Passage shown section start
EXERCISE OF DISCRETION
Where appropriate, institutions have the discretion under the Act to disclose information even if it qualifies for exemption under the Act. On appeal, this office may review the institution’s decision in order to determine whether it exercised its discretion, and if so, to determine whether it erred in doing so.
Because section 49(b) is a discretionary exemption and I have found that the Ministry has properly applied it to exempt the portions of the record that remain at issue, I must review the Ministry’s exercise of discretion in deciding to deny access to portions of those records.
I may find that the Ministry erred in exercising its discretion where, for example:
• it does so in bad faith or for an improper purpose
• it takes into account irrelevant consideration
• it fails to take into account relevant consideration
In either case this office may send the matter back to the Ministry for an exercise of discretion based on proper consideration [Order MO-1573].
Passage shown section end
Given information section start
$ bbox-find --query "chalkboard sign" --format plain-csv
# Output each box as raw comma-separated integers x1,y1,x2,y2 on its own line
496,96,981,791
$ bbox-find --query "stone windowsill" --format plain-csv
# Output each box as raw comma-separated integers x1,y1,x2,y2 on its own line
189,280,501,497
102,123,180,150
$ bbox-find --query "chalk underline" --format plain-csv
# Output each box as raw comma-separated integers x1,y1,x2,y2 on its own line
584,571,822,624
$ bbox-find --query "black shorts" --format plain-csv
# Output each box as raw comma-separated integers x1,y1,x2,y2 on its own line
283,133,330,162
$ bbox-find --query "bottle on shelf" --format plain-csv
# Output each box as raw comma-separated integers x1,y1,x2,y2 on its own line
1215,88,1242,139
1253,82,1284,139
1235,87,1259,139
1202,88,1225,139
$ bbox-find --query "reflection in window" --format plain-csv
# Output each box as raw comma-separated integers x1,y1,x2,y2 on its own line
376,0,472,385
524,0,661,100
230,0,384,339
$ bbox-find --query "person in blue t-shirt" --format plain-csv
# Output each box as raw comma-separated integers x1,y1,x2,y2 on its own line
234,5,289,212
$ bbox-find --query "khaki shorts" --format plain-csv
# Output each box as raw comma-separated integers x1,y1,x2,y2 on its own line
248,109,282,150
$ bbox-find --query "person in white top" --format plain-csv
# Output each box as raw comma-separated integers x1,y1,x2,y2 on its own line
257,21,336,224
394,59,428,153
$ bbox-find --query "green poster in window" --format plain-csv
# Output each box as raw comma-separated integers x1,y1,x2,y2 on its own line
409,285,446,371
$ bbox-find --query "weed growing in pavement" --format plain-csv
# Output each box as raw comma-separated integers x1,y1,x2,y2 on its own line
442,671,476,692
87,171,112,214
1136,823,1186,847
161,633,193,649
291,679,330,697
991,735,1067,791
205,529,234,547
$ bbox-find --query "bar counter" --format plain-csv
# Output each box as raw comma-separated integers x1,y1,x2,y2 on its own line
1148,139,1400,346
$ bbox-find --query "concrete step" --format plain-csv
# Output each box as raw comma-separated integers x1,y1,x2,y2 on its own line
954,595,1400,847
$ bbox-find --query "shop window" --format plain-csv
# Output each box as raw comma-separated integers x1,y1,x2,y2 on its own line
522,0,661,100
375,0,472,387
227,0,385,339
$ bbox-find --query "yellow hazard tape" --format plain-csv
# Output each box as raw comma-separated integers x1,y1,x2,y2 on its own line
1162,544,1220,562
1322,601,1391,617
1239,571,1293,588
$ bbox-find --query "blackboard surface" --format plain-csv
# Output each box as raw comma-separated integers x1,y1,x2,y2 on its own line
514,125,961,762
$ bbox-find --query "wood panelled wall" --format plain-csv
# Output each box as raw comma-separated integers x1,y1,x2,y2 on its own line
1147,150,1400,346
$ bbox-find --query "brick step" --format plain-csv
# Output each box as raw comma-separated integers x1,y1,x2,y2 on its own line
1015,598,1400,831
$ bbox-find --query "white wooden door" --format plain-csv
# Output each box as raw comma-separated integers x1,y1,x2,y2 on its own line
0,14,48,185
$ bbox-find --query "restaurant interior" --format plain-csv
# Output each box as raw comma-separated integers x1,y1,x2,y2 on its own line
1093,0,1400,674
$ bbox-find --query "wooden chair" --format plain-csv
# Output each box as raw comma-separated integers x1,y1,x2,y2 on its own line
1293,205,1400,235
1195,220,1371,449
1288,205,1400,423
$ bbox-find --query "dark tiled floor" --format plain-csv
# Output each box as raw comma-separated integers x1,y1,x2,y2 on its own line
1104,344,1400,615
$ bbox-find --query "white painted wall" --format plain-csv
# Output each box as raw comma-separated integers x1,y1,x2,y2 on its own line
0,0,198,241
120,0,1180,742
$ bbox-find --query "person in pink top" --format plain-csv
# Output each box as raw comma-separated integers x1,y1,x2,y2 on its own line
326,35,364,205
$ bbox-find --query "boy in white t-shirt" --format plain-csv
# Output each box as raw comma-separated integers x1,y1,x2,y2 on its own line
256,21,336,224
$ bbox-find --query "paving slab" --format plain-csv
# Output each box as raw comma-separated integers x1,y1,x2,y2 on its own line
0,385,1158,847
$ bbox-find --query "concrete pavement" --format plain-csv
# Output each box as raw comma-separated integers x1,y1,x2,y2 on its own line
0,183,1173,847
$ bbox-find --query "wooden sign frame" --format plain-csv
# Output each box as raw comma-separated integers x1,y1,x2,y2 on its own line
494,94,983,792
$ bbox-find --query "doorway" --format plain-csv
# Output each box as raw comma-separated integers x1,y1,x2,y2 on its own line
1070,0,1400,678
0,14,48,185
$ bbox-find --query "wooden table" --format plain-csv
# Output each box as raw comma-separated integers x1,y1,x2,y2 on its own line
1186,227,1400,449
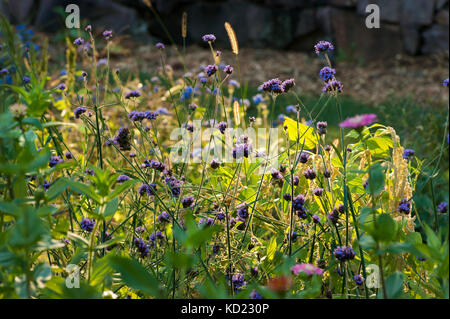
Given information section end
Repeat the passage on exercise of discretion word for word, starting with "Because section 49(b)" and going on through "consideration [Order MO-1573].".

**Your solution**.
Because section 49(b) is a discretionary exemption and I have found that the Ministry has properly applied it to exempt the portions of the record that remain at issue, I must review the Ministry’s exercise of discretion in deciding to deny access to portions of those records.
I may find that the Ministry erred in exercising its discretion where, for example:
• it does so in bad faith or for an improper purpose
• it takes into account irrelevant consideration
• it fails to take into account relevant consideration
In either case this office may send the matter back to the Ministry for an exercise of discretion based on proper consideration [Order MO-1573].